PROBLEM DESCRIPTION >> Rewrite all of the material below with each "image" swapped for "photo" and everything else left as it is. Leave the pictures out of your version.

(Entries on locating named things)
:::::
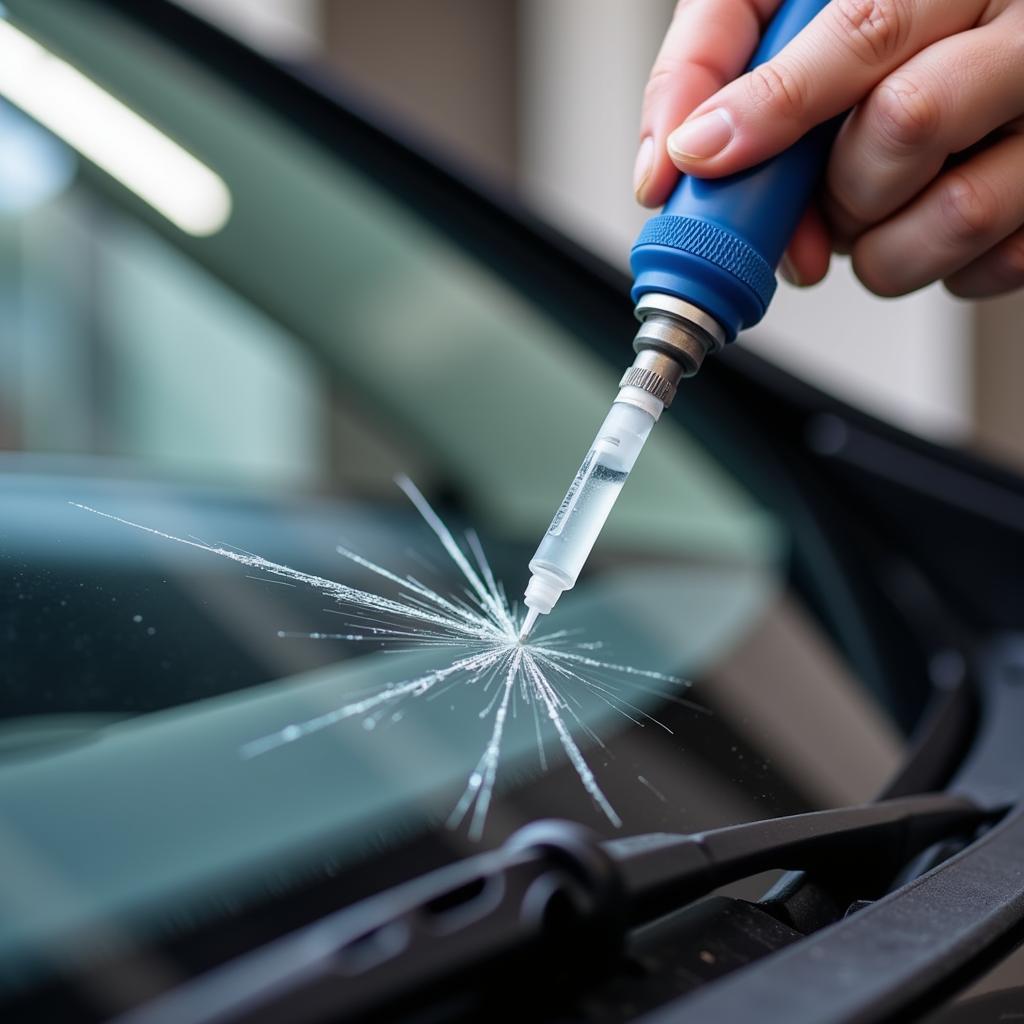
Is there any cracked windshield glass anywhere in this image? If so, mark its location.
[0,2,903,978]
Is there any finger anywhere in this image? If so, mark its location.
[945,230,1024,299]
[779,205,831,288]
[633,0,779,206]
[669,0,988,177]
[853,134,1024,296]
[825,19,1024,247]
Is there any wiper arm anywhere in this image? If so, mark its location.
[119,794,994,1024]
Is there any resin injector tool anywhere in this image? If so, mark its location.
[520,0,835,640]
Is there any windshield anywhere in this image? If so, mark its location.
[0,0,902,995]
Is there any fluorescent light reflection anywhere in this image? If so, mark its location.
[0,19,231,237]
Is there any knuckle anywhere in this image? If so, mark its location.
[748,60,807,118]
[830,0,911,65]
[940,173,1000,242]
[869,77,942,151]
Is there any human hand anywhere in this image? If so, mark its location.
[635,0,1024,298]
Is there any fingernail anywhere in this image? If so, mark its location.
[633,135,654,198]
[669,109,733,160]
[778,253,804,288]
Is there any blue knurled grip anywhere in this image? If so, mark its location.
[631,0,835,341]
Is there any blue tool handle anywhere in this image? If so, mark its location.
[631,0,835,341]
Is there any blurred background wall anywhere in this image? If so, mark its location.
[180,0,1024,466]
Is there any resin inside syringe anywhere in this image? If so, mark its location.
[520,387,665,639]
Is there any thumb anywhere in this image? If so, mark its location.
[633,0,779,207]
[667,0,987,177]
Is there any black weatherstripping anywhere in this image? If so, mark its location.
[101,795,1002,1024]
[14,0,1024,1024]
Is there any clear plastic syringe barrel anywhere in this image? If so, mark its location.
[525,387,664,614]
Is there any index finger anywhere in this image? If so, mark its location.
[634,0,780,206]
[668,0,989,177]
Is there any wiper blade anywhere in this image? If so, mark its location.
[119,794,994,1024]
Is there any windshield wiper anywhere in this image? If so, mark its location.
[119,794,995,1024]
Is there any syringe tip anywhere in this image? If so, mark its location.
[519,608,541,643]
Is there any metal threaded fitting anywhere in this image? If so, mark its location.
[621,293,725,406]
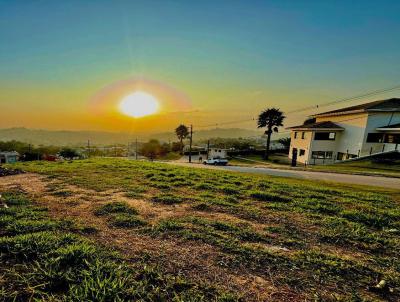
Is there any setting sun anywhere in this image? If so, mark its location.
[119,91,159,117]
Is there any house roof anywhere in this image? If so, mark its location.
[376,123,400,133]
[313,98,400,117]
[288,121,344,131]
[379,123,400,128]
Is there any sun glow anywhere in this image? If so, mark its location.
[119,91,159,118]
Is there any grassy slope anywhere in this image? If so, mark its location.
[3,159,400,301]
[0,191,236,301]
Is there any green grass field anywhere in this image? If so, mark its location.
[0,159,400,301]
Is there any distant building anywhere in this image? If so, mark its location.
[208,148,228,158]
[0,151,19,164]
[289,98,400,164]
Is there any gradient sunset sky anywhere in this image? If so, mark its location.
[0,0,400,131]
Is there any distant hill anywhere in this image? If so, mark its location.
[0,128,272,146]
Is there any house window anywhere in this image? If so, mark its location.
[367,133,383,143]
[311,151,333,159]
[314,132,336,141]
[384,134,400,144]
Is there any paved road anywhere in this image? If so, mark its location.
[171,162,400,190]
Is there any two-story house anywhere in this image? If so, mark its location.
[289,98,400,164]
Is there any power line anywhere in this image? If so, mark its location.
[286,84,400,114]
[197,84,400,128]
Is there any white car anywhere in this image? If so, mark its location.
[203,158,228,166]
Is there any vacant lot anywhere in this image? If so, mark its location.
[0,159,400,301]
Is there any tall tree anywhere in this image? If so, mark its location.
[258,108,286,159]
[175,124,189,150]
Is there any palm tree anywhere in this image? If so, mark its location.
[175,124,189,150]
[258,108,286,159]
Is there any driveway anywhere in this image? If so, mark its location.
[170,162,400,190]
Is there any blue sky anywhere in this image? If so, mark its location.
[0,0,400,128]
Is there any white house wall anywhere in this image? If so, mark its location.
[361,112,400,155]
[289,131,313,163]
[313,113,368,155]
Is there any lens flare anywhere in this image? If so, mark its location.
[119,91,159,118]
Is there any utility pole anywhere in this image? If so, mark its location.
[189,125,193,163]
[135,139,137,160]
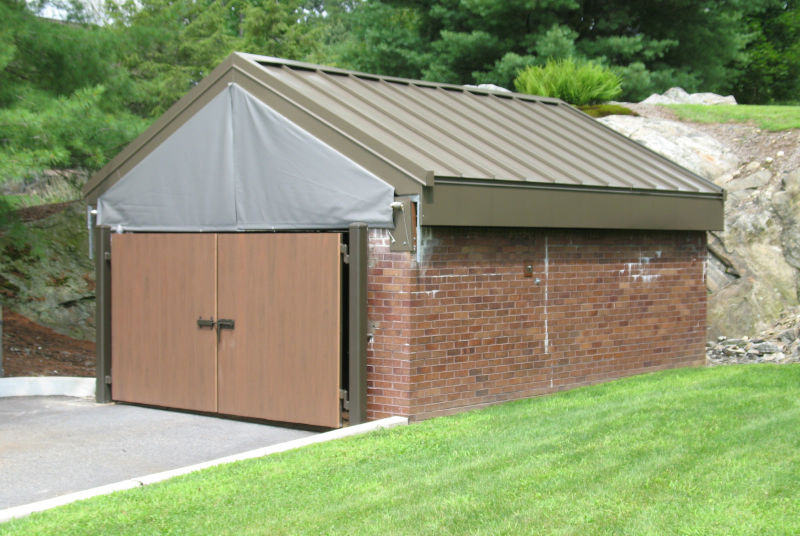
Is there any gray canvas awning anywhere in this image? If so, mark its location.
[97,83,394,231]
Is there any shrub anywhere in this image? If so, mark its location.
[514,58,622,106]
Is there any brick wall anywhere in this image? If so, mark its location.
[367,227,706,419]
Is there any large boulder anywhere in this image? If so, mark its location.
[599,112,800,338]
[598,115,739,180]
[642,87,736,104]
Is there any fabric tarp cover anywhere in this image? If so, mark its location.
[97,84,394,231]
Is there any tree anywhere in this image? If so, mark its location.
[324,0,779,98]
[735,0,800,103]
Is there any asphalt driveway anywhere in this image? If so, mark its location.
[0,396,315,510]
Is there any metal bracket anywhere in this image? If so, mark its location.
[389,197,417,253]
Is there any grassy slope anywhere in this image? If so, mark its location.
[6,365,800,534]
[666,104,800,130]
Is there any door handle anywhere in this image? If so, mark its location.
[217,318,235,342]
[197,316,216,329]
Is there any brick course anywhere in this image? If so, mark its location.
[367,227,706,419]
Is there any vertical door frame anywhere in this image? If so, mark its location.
[347,223,369,425]
[92,227,111,404]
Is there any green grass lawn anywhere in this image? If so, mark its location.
[6,365,800,535]
[664,104,800,131]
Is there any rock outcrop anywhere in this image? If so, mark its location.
[600,101,800,338]
[642,87,736,104]
[598,115,739,180]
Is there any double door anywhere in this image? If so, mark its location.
[111,233,341,427]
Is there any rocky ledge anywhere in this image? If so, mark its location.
[706,307,800,366]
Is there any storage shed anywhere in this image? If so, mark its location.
[84,53,724,427]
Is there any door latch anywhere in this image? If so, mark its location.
[197,316,216,329]
[217,318,235,341]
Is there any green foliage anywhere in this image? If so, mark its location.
[735,0,800,104]
[514,58,622,106]
[2,365,800,536]
[325,0,800,100]
[666,104,800,131]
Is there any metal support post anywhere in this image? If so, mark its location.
[348,223,368,424]
[92,227,111,403]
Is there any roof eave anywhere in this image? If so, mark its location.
[420,178,725,231]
:::::
EXERCISE RESULT >>
Is there any cracked windshield glass anywhere in this photo? If so, mark its location.
[0,2,903,978]
Is there any finger anywhere in this photo? If so, mark its location.
[945,230,1024,299]
[779,205,831,288]
[633,0,779,206]
[669,0,988,177]
[853,134,1024,296]
[825,19,1024,247]
Is there any wiper arm anywhere in this photo? If so, mark its location.
[119,794,994,1024]
Is there any resin injector tool anywhere in this photo? If so, mark its location.
[520,0,835,640]
Is there any windshield anywhere in this photo? If so, mark its location.
[0,0,902,995]
Is there any fluorescent light reflection anywhere in this photo? If so, mark its location.
[0,19,231,237]
Is there any knuckle anywhere in this photo? If so, mark its location.
[748,60,807,118]
[830,0,911,65]
[940,173,1000,242]
[869,77,942,151]
Is there any human hand anywhere in this photo? If so, mark its location.
[635,0,1024,298]
Is there any fingernail anywhere in this photo? If so, mark its location.
[633,135,654,198]
[669,109,733,160]
[778,253,804,288]
Is there any blue knurled grip anywhere in this photo? If so, mark its location.
[631,0,835,341]
Is there any blue tool handle anywhere in this photo? If so, mark its location.
[631,0,835,341]
Is there any blurred background wall anywhere in this photo? If so, mark its location.
[180,0,1024,466]
Is there any resin inside syringe anywhere in this photo? If so, mark its location.
[520,387,665,639]
Is there any thumb anywhere in this photo? If so, mark its location.
[633,0,779,207]
[667,0,987,177]
Is there any black weatherstripping anywhere in this photo? If so, mark its location.
[101,795,1002,1024]
[14,0,1024,1024]
Is there any clear plastic syringe barrel anywhere in this photo? If so, mark its location.
[525,387,664,614]
Is there any index finger anywhere in this photo? If so, mark its location.
[634,0,780,206]
[668,0,989,177]
Is there any wiper blade anywhere in this photo? If so, mark its location.
[119,794,994,1024]
Is there any windshield wiper anywhere in this photo? If so, mark its location.
[119,794,995,1024]
Is there any syringe tip anywhere in this photo? If so, mark its location.
[519,608,541,643]
Is there any metal threaded fitting anywhere in this photo? If so, mark its location.
[621,293,725,406]
Is there any setting sun anywhere in this photo? If so, mark its location.
[119,91,159,117]
Is there any house roof anywhere in this photo? If so, mark its location.
[376,123,400,133]
[313,98,400,117]
[288,121,344,131]
[379,123,400,128]
Is there any sun glow anywhere in this photo? If so, mark its location.
[119,91,159,118]
Is there any grassy slope anywhere in this photo? If so, mark its location.
[3,159,400,301]
[0,191,236,301]
Is there any green grass field anywhere in this photo? If so, mark its location.
[0,159,400,301]
Is there any distant building anywhere in this photo? If so, mark its location.
[208,148,228,158]
[0,151,19,164]
[289,98,400,164]
Is there any gradient sunset sky anywhere in this photo? If so, mark its location.
[0,0,400,131]
Is there any distant hill anywhere in this photo? If so, mark its location.
[0,128,272,146]
Is there any house window anywhere in this photo? If so, mark its location.
[367,133,383,143]
[311,151,333,159]
[314,132,336,141]
[384,134,400,144]
Is there any paved road anywhere in this photo? If so, mark its location.
[171,162,400,190]
Is there any two-story house anywhere in this photo? If so, mark its location.
[289,98,400,164]
Is there any power line anywhere in this photo? If so, mark its location.
[286,84,400,114]
[197,84,400,128]
Is there any white car anywhere in this photo? If so, mark its location.
[203,158,228,166]
Is there any vacant lot anywhere in this photo? If so, mark its location.
[0,159,400,301]
Is there any tall tree anywhere in this photo? If so, mark its location.
[258,108,286,159]
[175,124,189,150]
Is there any palm tree anywhere in this photo? If so, mark its location.
[175,124,189,150]
[258,108,286,159]
Is there any driveway anywhere in this photo? If so, mark its location.
[170,162,400,190]
Is there any blue sky anywhere in this photo? If so, mark its location.
[0,0,400,128]
Is there any white house wall anywhere in this photo? If so, mark its location.
[361,112,400,155]
[289,131,313,163]
[313,113,368,155]
Is there any lens flare anywhere in this photo? If so, mark its location.
[119,91,159,118]
Is there any utility pole anywhere in this photo? If so, mark its location.
[189,125,193,163]
[135,139,137,160]
Is there any gray canvas awning anywhere in this photo? If so, mark its location.
[97,83,394,231]
Is there any shrub anywhere in this photo? If so, mark its location.
[514,58,622,106]
Is there any brick wall anywhere in this photo? If so, mark its location.
[367,227,706,419]
Is there any large boulder anywhere in this photo? If so, mark its location.
[599,112,800,338]
[598,115,739,180]
[642,87,736,104]
Is there any fabric tarp cover anywhere in this photo? If so, mark its location.
[97,84,394,231]
Is there any tree anywhere in this photo? If so, mark its location.
[324,0,779,98]
[735,0,800,103]
Is there any asphalt driveway anywhere in this photo? If so, mark its location.
[0,396,315,510]
Is there any metal bracket anywhere in this photo? If so, mark its location.
[389,197,417,253]
Is there any grassy slope anywhere in this photo? If so, mark its location.
[6,365,800,534]
[666,104,800,130]
Is there any door handle anywhere in this photo? If so, mark its location.
[217,318,235,342]
[197,316,216,329]
Is there any brick course anywhere in this photo? If so, mark its location.
[367,227,706,419]
Is there any vertical door frame anywhere in this photo? If so, mark its location.
[347,223,369,425]
[92,227,111,404]
Is there any green grass lawn anywhere in this photo? If so, mark its location.
[6,365,800,535]
[664,104,800,131]
Is there any rock outcrop anywhere in this photo? If so, mark its location.
[600,101,800,338]
[642,87,736,104]
[598,115,739,180]
Is there any double door anywhere in this photo? If so, mark its location.
[111,233,341,427]
Is there any rocky ledge anywhere in this photo? If so, mark its location.
[706,307,800,366]
Is there any storage shed anywhere in this photo? If so, mark its location.
[84,53,724,427]
Is there any door latch anywhere in this photo? If so, mark its location.
[197,316,216,329]
[217,318,235,341]
Is there any green foliage anywhere in this photo? If so, mark its location.
[735,0,800,104]
[514,58,622,106]
[2,365,800,536]
[325,0,800,100]
[666,104,800,131]
Is there any metal support post anywhere in this photo? If so, mark its location.
[348,223,368,424]
[92,227,111,403]
Is there any roof eave anywhere in this photo? If so, mark its location.
[420,178,725,231]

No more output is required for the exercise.